• _Written request_
List every line of the data that contains the word "ground", treating uppercase and lowercase as distinct.

• _Supplied entries_
■ ■ ■ ■

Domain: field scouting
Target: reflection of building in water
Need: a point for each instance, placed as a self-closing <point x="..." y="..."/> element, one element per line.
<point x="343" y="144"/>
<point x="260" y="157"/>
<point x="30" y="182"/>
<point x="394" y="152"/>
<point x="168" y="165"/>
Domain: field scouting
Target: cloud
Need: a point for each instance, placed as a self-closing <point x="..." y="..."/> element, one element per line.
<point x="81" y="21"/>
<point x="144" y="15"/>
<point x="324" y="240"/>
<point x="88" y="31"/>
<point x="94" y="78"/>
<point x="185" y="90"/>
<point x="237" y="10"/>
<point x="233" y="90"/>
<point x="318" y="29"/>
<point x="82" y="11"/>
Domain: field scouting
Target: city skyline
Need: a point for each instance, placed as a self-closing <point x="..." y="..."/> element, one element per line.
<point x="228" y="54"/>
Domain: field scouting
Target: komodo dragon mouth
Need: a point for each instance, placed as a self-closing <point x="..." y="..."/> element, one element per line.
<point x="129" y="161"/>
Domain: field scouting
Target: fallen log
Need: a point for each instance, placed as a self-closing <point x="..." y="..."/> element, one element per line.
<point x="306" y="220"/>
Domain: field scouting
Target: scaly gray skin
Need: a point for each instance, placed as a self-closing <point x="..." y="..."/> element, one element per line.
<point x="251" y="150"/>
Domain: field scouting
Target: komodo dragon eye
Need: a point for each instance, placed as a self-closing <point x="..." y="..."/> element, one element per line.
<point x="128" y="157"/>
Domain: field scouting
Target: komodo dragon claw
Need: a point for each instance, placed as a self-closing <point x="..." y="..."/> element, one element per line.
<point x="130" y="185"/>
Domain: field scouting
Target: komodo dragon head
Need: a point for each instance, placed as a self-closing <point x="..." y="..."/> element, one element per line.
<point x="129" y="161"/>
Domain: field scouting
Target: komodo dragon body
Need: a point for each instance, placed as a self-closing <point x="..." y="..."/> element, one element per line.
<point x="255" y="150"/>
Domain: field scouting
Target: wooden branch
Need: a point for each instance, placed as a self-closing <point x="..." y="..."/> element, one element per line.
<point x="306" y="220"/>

■ ■ ■ ■

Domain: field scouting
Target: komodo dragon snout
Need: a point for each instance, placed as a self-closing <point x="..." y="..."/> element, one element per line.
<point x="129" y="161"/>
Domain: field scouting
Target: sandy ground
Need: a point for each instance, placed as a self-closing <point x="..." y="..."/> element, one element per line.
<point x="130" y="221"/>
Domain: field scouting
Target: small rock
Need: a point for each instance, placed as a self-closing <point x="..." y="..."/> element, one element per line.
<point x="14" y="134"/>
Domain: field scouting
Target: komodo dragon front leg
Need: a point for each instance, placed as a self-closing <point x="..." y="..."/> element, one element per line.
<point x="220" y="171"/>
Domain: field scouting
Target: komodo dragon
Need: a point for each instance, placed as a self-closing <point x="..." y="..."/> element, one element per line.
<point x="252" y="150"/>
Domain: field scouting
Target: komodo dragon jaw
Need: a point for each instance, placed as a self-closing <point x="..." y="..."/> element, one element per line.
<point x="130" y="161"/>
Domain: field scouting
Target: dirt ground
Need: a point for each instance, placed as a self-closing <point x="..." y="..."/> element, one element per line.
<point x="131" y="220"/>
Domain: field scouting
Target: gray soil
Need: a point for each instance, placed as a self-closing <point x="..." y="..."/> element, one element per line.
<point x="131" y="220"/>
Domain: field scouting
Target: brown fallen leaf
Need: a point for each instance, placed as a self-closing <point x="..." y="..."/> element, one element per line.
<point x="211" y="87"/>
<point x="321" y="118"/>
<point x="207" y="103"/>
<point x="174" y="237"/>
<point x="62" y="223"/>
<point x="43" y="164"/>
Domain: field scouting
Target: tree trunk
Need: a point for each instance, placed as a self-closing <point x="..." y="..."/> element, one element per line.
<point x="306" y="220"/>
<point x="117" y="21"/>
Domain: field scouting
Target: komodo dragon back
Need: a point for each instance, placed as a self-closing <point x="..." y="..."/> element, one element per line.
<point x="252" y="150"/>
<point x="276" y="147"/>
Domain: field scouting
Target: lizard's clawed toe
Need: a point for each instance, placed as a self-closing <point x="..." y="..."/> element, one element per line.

■ ■ ■ ■

• _Complete output_
Target: sandy ground
Target: dirt ground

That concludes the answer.